## RECORDS FOR THE EXERCISE

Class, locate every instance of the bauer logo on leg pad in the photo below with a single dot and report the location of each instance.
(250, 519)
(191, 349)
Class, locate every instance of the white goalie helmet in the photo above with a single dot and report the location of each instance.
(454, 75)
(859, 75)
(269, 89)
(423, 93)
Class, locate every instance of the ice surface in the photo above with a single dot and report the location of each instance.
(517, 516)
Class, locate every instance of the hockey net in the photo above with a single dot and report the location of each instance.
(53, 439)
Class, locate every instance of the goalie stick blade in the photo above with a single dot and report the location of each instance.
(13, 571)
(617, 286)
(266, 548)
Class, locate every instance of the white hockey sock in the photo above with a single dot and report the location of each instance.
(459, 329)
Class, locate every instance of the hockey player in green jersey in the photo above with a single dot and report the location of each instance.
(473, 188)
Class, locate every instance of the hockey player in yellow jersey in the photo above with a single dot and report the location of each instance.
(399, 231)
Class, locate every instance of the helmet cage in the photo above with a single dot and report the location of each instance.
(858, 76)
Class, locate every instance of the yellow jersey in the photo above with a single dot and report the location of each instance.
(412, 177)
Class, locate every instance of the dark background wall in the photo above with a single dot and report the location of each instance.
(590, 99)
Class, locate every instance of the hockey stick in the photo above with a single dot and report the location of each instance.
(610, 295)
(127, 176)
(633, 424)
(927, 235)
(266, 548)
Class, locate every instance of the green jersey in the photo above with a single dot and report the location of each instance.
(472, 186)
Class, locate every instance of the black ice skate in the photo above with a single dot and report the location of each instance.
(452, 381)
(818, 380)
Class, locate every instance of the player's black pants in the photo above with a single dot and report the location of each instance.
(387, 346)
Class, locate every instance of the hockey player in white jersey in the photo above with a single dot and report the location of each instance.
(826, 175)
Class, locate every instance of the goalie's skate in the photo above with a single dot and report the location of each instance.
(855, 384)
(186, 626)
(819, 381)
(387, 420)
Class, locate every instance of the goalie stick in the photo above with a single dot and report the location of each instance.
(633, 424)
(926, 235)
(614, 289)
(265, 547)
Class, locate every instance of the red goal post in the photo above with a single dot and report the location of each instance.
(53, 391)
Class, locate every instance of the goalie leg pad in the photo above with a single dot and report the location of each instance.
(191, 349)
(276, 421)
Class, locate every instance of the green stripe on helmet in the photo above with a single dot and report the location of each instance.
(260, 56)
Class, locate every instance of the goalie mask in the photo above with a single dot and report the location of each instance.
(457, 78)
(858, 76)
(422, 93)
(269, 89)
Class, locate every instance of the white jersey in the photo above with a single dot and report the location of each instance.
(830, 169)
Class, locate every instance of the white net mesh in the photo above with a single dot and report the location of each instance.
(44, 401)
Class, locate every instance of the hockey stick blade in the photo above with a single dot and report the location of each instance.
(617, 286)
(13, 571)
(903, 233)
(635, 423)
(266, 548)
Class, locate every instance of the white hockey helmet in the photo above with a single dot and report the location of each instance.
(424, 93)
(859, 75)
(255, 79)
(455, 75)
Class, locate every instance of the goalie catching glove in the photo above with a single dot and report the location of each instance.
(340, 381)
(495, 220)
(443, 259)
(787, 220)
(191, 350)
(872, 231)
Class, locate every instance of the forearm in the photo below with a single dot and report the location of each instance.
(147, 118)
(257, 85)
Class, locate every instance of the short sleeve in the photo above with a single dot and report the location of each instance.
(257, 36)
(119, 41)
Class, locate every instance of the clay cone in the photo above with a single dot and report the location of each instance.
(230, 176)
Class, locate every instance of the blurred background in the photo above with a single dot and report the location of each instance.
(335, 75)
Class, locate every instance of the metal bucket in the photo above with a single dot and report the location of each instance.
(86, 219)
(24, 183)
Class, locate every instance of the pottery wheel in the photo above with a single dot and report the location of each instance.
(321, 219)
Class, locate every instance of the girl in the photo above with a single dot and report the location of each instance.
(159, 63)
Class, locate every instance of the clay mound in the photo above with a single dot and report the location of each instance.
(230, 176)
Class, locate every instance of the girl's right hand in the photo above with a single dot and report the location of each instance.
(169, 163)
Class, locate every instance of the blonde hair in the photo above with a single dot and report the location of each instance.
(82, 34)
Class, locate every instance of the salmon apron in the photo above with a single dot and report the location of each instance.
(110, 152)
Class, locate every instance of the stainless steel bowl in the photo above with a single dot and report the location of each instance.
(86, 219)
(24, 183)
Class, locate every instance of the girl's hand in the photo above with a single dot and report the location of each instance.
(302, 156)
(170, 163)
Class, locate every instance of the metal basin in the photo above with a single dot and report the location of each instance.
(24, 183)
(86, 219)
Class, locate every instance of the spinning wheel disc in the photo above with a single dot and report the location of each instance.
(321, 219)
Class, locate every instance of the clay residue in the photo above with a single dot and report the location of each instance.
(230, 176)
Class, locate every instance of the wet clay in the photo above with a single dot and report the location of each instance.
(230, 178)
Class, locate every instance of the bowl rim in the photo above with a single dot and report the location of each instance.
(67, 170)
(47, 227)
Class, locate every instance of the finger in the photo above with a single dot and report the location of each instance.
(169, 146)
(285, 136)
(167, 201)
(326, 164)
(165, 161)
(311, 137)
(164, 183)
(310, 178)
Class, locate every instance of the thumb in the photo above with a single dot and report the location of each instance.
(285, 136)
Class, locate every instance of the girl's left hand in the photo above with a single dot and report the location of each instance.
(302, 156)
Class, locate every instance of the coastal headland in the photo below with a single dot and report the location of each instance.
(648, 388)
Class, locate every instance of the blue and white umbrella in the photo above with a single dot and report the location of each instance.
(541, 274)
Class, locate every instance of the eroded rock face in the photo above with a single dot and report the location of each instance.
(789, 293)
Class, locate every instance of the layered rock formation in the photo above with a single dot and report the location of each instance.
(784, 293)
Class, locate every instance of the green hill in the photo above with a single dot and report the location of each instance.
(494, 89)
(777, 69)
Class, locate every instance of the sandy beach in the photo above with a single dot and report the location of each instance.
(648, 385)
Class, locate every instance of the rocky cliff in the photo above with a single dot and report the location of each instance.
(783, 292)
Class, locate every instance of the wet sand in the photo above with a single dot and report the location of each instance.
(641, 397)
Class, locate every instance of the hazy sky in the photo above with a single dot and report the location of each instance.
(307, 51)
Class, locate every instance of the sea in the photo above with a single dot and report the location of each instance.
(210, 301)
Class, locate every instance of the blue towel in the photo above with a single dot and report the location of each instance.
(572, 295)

## TASK DIRECTIONS
Every entry must be quoted exactly as it appears above.

## RESPONSE TO THE EXERCISE
Class, locate every instance of the bauer logo on leg pad in the photo below with a single dot and report the location of each instance.
(250, 519)
(191, 349)
Class, locate every instance of the white goalie helmet in the photo above with a single dot and report the location of each instance.
(454, 75)
(859, 75)
(269, 89)
(423, 93)
Class, locate every instance of the ice surface in the photo above with a single dot and report the location of each instance.
(517, 516)
Class, locate every instance of the hockey net in the photo above with a single dot and report the location of each instance.
(53, 439)
Class, locate every instance of the goalie stick blade in the photo above with a single dot and report the location of each instance.
(13, 571)
(617, 286)
(266, 548)
Class, locate every instance of the white hockey sock in the photo above with a single dot and report the location of each instance.
(459, 329)
Class, locate every instance of the hockey player in green jersey in the photo above with a single dot and report the location of each instance.
(473, 188)
Class, locate every instance of the hockey player in yellow jersey in the photo above with a single dot and report the location of each instance.
(399, 231)
Class, locate every instance of the helmet cage in the photo above with a single dot and report the location of each instance.
(858, 76)
Class, locate every instance of the yellow jersey in the photo above with a single dot and report the location of each instance.
(412, 177)
Class, locate every instance of the dark background wall in the photo above with a single dot and report the location of each instance.
(590, 99)
Class, locate every instance of the hockey stick in the photo above with a single dot and report the location of each instance.
(610, 295)
(127, 176)
(633, 424)
(927, 235)
(266, 548)
Class, locate every instance of the green jersey in the photo above with a single dot and report the location of each instance.
(472, 186)
Class, locate every instance of the black ice skate in the photo above with a single dot and report the location of each instance.
(452, 381)
(818, 380)
Class, locate every instance of the player's black pants in the photo above with a single dot and report the location of each instance.
(387, 346)
Class, locate every instance of the hockey player in white jersey in the photo above with a single dot and report the location of each instance.
(826, 175)
Class, locate every instance of the goalie's skate in the photo above with a single dot and report the location of each instance.
(855, 384)
(186, 626)
(819, 381)
(387, 420)
Class, locate every instance of the goalie stick in the photo above with a single dot and report the location of each instance.
(633, 424)
(926, 235)
(614, 289)
(265, 547)
Class, locate every instance of the red goal post in the photo above with a single dot and report the location of each instance.
(53, 391)
Class, locate every instance of the goalie leg pad in the photo above with a single dot and report the location of each instance.
(191, 349)
(276, 421)
Class, locate every instance of the green stripe on helmet in the photo above with a single dot and report the location of each instance.
(260, 56)
Class, locate every instance of the goalie mask in the photo above with a single dot and report the location of each instance.
(457, 78)
(858, 76)
(422, 93)
(269, 89)
Class, locate every instance of the white jersey in the photo above with a single dot and report the location of each instance.
(830, 169)
Class, locate every instance of the white net mesh in the photo above with a single dot and report the location of each instance.
(44, 401)
Class, locate every instance of the hockey stick blade in the photo above with a single dot and report the location of each instance.
(617, 286)
(13, 571)
(903, 233)
(635, 423)
(266, 548)
Class, locate every instance of the white hockey helmet in the photo above with a single dot and report the location of each instance.
(424, 93)
(859, 75)
(255, 79)
(455, 75)
Class, locate every instance of the goalie catching glove in the photo above with a single dot and report the location of each instance.
(340, 381)
(495, 220)
(443, 259)
(787, 220)
(191, 350)
(872, 231)
Class, locate every instance of the forearm in the photo below with a single dot and report the location of each instance.
(147, 118)
(257, 85)
Class, locate every instance of the short sleeve in the photo above with a single dot and report the location of each instance.
(257, 36)
(119, 41)
Class, locate every instance of the clay cone in the photo above with a single dot and report the location of each instance.
(230, 176)
Class, locate every instance of the blurred background in the photo above with a single dot and report the location of each instance.
(335, 75)
Class, locate every instance of the metal bucket in the photo above with a single dot and report the location of each instance.
(86, 219)
(24, 183)
Class, locate every instance of the pottery wheel in the photo above with a single dot and report the location of each instance.
(321, 219)
Class, locate every instance of the girl in the photo above with a single dot and report the location of each instance.
(159, 63)
Class, locate every instance of the clay mound in the photo above with a single dot and report the location of each instance.
(230, 176)
Class, locate every instance of the girl's right hand in the photo above with a single dot and report the location of each instance.
(169, 163)
Class, locate every instance of the blonde hair in the photo above with a single dot and report the location of each instance.
(82, 34)
Class, locate every instance of the salmon apron in the photo above with a single dot and report the location of each instance.
(110, 152)
Class, locate every instance of the stainless steel bowl in the photo above with a single dot and report the location of each instance.
(86, 219)
(24, 183)
Class, locate every instance of the girl's hand in the photo above with a single dot and report the location of each instance.
(302, 156)
(170, 163)
Class, locate every instance of the metal basin in the photo above with a single dot and report the location of each instance.
(24, 183)
(86, 219)
Class, locate every instance of the spinning wheel disc in the photo above with a single dot and report the location of each instance.
(321, 219)
Class, locate every instance of the clay residue in the photo above with a single dot and report the location of each instance.
(230, 176)
Class, locate every instance of the wet clay in the photo above with a single dot and report the location of each instance.
(230, 178)
Class, locate every instance of the bowl rim in the photo above with a single dot and report the location of each instance.
(67, 170)
(47, 227)
Class, locate every instance of the finger in the photo above with a single dot and report the location of each instance.
(169, 146)
(285, 136)
(167, 201)
(326, 164)
(165, 161)
(311, 137)
(164, 183)
(310, 178)
Class, locate every instance of the thumb in the photo above with a single dot and report the location of each instance.
(285, 136)
Class, locate every instance of the girl's left hand in the photo above with a single dot and report the location of each instance.
(302, 156)
Class, locate every instance of the coastal headland in the photo below with a single dot and report the location of each instance.
(648, 388)
Class, locate every instance of the blue and white umbrella in the photo above with a single dot and report the location of each instance.
(541, 274)
Class, locate every instance of the eroded rock face in the photo above with a single dot and report the location of each instance.
(789, 293)
Class, locate every instance of the layered rock formation in the photo above with a single dot and report the location of each instance.
(784, 293)
Class, locate every instance of the green hill in the photo above with a single dot and report the location of each instance.
(494, 89)
(777, 69)
Class, locate every instance of the sandy beach in the photo above with a single dot and report the location of each instance.
(648, 385)
Class, locate every instance of the rocky cliff in the photo above with a single dot and report the location of each instance.
(783, 292)
Class, locate every instance of the wet sand in the photo above with a single dot and report the location of each instance.
(641, 397)
Class, locate every instance of the hazy sky in the photo above with a single dot and report the location of each instance.
(307, 51)
Class, locate every instance of the sea in the photo above with a single dot and report the location of each instance.
(210, 301)
Class, locate every instance of the blue towel in the photo above with a single dot and report the location of each instance.
(572, 295)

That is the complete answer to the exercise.